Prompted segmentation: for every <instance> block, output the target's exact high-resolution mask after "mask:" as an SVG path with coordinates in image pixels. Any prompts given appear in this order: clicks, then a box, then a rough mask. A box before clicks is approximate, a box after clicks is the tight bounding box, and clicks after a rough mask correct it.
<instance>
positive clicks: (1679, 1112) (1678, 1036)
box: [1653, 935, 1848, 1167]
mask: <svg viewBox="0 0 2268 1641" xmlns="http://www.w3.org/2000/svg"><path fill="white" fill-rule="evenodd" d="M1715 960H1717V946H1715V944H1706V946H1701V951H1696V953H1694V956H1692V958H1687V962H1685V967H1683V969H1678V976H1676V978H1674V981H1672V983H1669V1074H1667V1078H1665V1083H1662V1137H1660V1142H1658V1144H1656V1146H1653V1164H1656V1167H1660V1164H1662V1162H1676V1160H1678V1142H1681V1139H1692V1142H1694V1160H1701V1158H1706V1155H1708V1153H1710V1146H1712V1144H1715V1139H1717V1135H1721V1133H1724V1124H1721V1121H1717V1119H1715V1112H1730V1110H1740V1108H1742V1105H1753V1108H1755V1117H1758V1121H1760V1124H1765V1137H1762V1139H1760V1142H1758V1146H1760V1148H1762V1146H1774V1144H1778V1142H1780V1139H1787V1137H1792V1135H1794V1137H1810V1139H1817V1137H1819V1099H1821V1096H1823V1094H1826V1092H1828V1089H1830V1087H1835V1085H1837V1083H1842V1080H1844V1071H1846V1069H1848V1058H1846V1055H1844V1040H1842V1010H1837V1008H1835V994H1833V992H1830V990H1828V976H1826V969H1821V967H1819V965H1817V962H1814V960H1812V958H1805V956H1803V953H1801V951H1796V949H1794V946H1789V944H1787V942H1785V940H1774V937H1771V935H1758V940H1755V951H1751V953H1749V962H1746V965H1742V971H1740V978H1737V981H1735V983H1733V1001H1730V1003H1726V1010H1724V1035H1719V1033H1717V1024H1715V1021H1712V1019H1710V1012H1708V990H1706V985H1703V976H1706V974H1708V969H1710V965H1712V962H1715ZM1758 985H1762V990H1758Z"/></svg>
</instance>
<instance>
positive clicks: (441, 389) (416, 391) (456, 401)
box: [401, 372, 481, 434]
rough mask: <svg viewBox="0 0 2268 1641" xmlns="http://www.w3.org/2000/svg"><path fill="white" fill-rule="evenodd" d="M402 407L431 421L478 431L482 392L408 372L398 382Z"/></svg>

**Tarea**: Extrae tal cual las líneas desde la que contiene "</instance>" hasta la que contiene "box: [401, 372, 481, 434]", ambas incluidas.

**Respuesta abajo**:
</instance>
<instance>
positive clicks: (441, 389) (416, 391) (456, 401)
box: [401, 372, 481, 434]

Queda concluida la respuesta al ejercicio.